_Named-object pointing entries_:

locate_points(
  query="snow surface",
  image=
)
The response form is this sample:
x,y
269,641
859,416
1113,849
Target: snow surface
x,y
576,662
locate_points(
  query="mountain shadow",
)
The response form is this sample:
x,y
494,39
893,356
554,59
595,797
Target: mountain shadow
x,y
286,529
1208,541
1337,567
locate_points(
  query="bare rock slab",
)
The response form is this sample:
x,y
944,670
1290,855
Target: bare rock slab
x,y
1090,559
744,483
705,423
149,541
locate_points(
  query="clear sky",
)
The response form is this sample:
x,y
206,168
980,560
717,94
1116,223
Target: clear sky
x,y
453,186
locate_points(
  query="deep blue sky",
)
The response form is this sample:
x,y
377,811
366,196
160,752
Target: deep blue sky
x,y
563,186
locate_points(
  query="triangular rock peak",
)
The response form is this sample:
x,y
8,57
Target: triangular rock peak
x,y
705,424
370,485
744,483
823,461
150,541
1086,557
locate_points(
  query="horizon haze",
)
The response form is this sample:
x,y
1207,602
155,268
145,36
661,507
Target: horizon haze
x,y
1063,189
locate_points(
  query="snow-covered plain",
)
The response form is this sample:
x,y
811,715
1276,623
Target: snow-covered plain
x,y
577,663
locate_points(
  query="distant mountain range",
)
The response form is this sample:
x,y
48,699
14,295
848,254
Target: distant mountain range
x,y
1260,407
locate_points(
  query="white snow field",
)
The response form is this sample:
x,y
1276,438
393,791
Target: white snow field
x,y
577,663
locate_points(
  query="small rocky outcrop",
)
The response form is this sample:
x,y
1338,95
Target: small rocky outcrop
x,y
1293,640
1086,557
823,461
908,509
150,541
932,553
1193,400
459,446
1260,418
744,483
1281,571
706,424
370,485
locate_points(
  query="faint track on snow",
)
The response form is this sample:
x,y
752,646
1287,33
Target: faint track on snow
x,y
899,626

_Problem to work on_: Pull out every line in the records above that contains the string "haze", matching case exactly.

_Written answer_:
  query="horizon haze",
Target: horizon haze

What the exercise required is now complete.